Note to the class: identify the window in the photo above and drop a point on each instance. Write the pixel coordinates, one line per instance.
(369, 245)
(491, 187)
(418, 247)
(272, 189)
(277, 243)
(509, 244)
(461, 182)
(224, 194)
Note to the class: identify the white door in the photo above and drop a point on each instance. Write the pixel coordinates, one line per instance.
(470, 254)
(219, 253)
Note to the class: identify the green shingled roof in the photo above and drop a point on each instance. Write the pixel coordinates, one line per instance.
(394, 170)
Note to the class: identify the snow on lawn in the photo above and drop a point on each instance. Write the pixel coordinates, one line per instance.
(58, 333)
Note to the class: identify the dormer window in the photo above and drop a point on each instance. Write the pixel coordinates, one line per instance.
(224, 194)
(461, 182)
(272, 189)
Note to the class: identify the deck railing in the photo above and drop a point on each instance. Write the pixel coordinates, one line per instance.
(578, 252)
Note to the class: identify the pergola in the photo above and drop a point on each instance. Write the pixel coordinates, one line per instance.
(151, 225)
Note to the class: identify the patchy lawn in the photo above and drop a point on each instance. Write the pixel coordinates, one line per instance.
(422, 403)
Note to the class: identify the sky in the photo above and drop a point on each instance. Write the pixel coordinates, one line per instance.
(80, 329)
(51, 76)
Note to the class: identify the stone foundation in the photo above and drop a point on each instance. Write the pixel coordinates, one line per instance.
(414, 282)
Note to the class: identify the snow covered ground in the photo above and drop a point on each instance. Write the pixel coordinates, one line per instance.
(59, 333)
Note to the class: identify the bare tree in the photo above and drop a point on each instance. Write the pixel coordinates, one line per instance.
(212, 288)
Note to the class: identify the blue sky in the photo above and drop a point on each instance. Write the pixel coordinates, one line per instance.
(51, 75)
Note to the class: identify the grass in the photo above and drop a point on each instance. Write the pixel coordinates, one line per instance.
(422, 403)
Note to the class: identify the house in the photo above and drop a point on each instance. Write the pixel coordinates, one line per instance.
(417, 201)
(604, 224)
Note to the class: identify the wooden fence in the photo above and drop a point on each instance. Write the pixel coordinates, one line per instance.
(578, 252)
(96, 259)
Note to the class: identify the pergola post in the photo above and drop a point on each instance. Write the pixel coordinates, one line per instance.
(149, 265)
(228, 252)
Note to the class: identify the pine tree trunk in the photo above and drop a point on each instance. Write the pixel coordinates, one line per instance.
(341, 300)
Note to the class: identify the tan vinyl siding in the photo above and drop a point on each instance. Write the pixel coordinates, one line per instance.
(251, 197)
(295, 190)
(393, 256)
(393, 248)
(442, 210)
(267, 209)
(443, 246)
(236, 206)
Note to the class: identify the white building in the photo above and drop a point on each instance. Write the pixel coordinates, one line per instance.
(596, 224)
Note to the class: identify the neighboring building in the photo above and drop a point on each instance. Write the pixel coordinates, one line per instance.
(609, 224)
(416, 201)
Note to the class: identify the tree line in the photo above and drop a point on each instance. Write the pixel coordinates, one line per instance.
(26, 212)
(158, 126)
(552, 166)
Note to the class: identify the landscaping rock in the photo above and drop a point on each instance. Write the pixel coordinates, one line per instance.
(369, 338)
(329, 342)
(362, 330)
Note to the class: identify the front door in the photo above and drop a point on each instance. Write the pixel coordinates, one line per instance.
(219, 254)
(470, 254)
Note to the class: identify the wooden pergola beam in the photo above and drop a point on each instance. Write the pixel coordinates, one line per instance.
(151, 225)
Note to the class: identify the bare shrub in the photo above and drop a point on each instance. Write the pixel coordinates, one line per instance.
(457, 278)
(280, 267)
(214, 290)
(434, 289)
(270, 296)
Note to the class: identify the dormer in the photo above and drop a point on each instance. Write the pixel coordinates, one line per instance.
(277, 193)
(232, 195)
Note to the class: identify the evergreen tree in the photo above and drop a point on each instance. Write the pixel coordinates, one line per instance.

==================================================

What you have to do → All of the entries need to be reproduced exactly; please write them out.

Solution to this exercise →
Note to the class: identify the window in the photo above and drop a point on each instance. Write the pixel coordinates, one line per instance.
(369, 245)
(491, 187)
(418, 247)
(272, 189)
(277, 243)
(509, 244)
(461, 182)
(224, 194)
Note to the class: identify the white door in the photo above and drop a point on each instance. Write the pixel coordinates, one line per instance.
(470, 254)
(219, 253)
Note to the class: identify the green shingled roof in the photo above and drop a point on each instance. Write the pixel coordinates, one line per instance.
(394, 170)
Note to the class: identify the snow on lawn in the photo above and drop a point on each instance. Write the pixel coordinates, one line per instance.
(58, 333)
Note to the class: identify the dormer window in the photo above and drop a point on each instance. Write the pixel coordinates, one line per instance.
(224, 194)
(461, 182)
(272, 189)
Note to the class: identify the deck railing in the photo above and drop a point on each instance. Write the pixel coordinates, one line per instance.
(578, 252)
Note to the class: identify the pergola in the photo above and drop a point on each instance. Write the pixel coordinates, one line per instance.
(151, 225)
Note to the class: identify the patchy lawn in the photo above and drop a point on each instance. Write the pixel coordinates, one line per instance.
(422, 403)
Note to the class: identify the sky in the photo above and drop a point on each instance. Write the pixel coordinates, one line per instance.
(80, 329)
(51, 76)
Note to the class: identify the stone foundation in the photo above and drop a point on each instance. Write the pixel coordinates, one line per instance.
(414, 282)
Note to the class: identify the snow covered ground in the photo above and drop a point on each instance. Write the pixel coordinates, one line per instance.
(59, 333)
Note to the class: identify the bare tree in the photo above and drop a point on each instance. Write the pixel coordinates, one line per instance.
(212, 288)
Note to the class: identify the blue sky in the photo above and drop a point on each instance. Write the pixel coordinates, one line per instance.
(51, 75)
Note to the class: identify the grass in the photo above and drop a point on each instance. Write the pixel coordinates, one line per instance.
(422, 403)
Note to the class: identify the house in the photo above and drop a point on each instance. Write the pixel coordinates, one line per instance.
(417, 201)
(604, 224)
Note to the class: identify the wooden fence in the photo above and drop a point on each instance. Write the pixel coordinates, one line per instance.
(578, 252)
(96, 259)
Note to the class: identify the pergola post in the photo above and drop a point on each instance. Write the pixel coordinates, one line per instance.
(149, 265)
(228, 252)
Note to the class: identify the pine tree trunk in the photo above and drop a point on each instance. Write the pixel coordinates, one line per instance.
(341, 300)
Note to the class: identify the tan vinyl siding in the photo above and drop a point on each instance. Write the pixel coordinates, one line per instance.
(251, 197)
(295, 190)
(393, 256)
(393, 248)
(442, 210)
(267, 209)
(443, 246)
(236, 206)
Note to the class: identify the white building in the photo above and drop a point on each instance. Write the pixel coordinates, one line per instance.
(596, 224)
Note to the class: identify the neighboring building in the photo above and drop a point on each instance. Write the pixel coordinates, one line per instance.
(609, 224)
(416, 201)
Note to the class: identify the tree line in the photo above and drop a point on each instance. Write the pixel coordinates, one line per instance.
(26, 212)
(158, 126)
(552, 166)
Note to the class: identify the landscaping rock in the photo above and drop a point on each instance. Write the pixel coordinates, one line per instance.
(369, 338)
(329, 342)
(362, 330)
Note to the class: identify the front door in the photo above and drop a point on each instance. Write the pixel coordinates, one line per instance.
(219, 254)
(470, 254)
Note to the class: identify the wooden pergola beam in the photo above and drop a point on each instance. Write the pixel coordinates, one line per instance.
(151, 225)
Note to the class: identify the bare shrub in the photo above and drop a point on each instance. Write the pixel coordinates, one line per instance.
(457, 278)
(280, 267)
(214, 290)
(434, 289)
(270, 296)
Note to the class: identify the dormer in the photo above and drop a point on each instance. Write the pixel coordinates, one line per instance.
(277, 193)
(232, 195)
Note to the class: identify the evergreen tree in the photo above and drop a point on each instance. Write the pixel coordinates, one line per instance.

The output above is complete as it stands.